Stated exercise: Exactly reproduce each line of the listing that follows.

Supplied data:
--- Start ---
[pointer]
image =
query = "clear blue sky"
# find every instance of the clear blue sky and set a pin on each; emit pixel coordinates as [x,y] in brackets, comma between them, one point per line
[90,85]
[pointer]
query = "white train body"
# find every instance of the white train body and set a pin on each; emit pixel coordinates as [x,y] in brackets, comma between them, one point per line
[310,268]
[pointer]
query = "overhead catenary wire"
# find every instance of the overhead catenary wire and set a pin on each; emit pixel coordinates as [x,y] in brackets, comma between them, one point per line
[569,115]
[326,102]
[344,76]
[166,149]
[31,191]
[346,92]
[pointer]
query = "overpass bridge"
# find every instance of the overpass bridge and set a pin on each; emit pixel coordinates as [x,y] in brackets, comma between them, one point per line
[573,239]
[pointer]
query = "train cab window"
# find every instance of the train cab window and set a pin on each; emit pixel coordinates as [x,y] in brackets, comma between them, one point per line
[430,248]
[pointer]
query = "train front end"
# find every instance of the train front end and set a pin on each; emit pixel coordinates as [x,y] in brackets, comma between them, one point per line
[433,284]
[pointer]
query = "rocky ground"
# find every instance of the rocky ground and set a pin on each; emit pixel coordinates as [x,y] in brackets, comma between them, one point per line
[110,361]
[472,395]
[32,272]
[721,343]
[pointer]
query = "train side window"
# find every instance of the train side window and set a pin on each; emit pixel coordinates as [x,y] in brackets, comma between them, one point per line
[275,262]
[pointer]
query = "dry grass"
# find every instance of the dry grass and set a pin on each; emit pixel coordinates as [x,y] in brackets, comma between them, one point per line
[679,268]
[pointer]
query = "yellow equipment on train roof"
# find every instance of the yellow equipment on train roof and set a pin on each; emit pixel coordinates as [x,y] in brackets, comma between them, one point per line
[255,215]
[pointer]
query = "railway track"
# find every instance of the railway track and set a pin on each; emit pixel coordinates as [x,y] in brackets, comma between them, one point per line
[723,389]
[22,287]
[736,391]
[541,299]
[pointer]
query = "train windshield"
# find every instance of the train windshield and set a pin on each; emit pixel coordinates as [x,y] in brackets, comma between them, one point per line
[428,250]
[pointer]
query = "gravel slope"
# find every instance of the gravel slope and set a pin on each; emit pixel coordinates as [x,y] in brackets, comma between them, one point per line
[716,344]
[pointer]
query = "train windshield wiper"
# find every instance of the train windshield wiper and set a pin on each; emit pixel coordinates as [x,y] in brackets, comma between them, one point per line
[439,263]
--- End ---
Exercise result:
[pointer]
image =
query = "clear blue sky"
# find every instance of the clear blue sky and set a pin on each; emit pixel coordinates as [x,y] in brackets, comma between them, one point per line
[90,85]
[pointer]
query = "white train body"
# find every instance of the white train body and set a pin on each; emit pixel coordinates as [x,y] in brackets, comma between them, one point per line
[310,268]
[pointer]
query = "overhead catenary wire"
# find every instance of the overhead catenary wire and set a pin on each; emit pixel coordinates as [x,y] in brackets, comma between them, one point per line
[569,115]
[326,102]
[344,76]
[166,149]
[31,191]
[346,92]
[pointer]
query = "overpass bridge"
# find every instance of the overpass bridge and set a pin on each; emit pixel coordinates as [x,y] in brackets, comma between them, one point per line
[573,239]
[pointer]
query = "train cab window"
# find every instance of the train cab window and set a pin on each; emit pixel coordinates as [x,y] in brackets, comma between them, one point per line
[430,248]
[pointer]
query = "train front end"
# find every instance of the train front end and set a pin on each; emit pixel coordinates as [x,y] in brackets, comma between them, one point per line
[433,284]
[pointer]
query = "rocky ground"
# find every instance of the rocky ground and set a pin on each; emit pixel coordinates as [x,y] in brackets, comma between them, one point per line
[110,361]
[472,395]
[32,272]
[721,343]
[pointer]
query = "train side window"
# find every instance of the train side window and set a pin on each; emit pixel coordinates as [x,y] in brackets, comma between them, one point per line
[275,262]
[pointer]
query = "dry grass"
# find every instance of the dry grass and set a pin on each; emit pixel coordinates as [x,y] in brackets, comma between them, one point per line
[679,268]
[pointer]
query = "yellow equipment on train roof"
# find every instance of the yellow equipment on train roof and set a pin on each; emit pixel coordinates as [x,y] in brackets, comma between them, one point per line
[255,215]
[pointer]
query = "railway track"
# find every instance of the railway track and set a pin on each; emit pixel coordinates as [x,y] in brackets, comma between them, one point per line
[723,389]
[22,287]
[736,391]
[541,299]
[pointer]
query = "train windshield"
# find every instance of the train windshield and set a pin on each; emit pixel coordinates as [x,y] in brackets, comma between them, one point per line
[428,250]
[pointer]
query = "gravel slope"
# find every instance of the gravel slope and set a pin on each; emit pixel coordinates as [x,y] in brackets, comma between them, one point per line
[716,344]
[pointer]
query = "train windshield wiper"
# find every instance of the train windshield wiper and set a pin on each; emit pixel coordinates as [x,y] in brackets, comma between them, one point per line
[439,263]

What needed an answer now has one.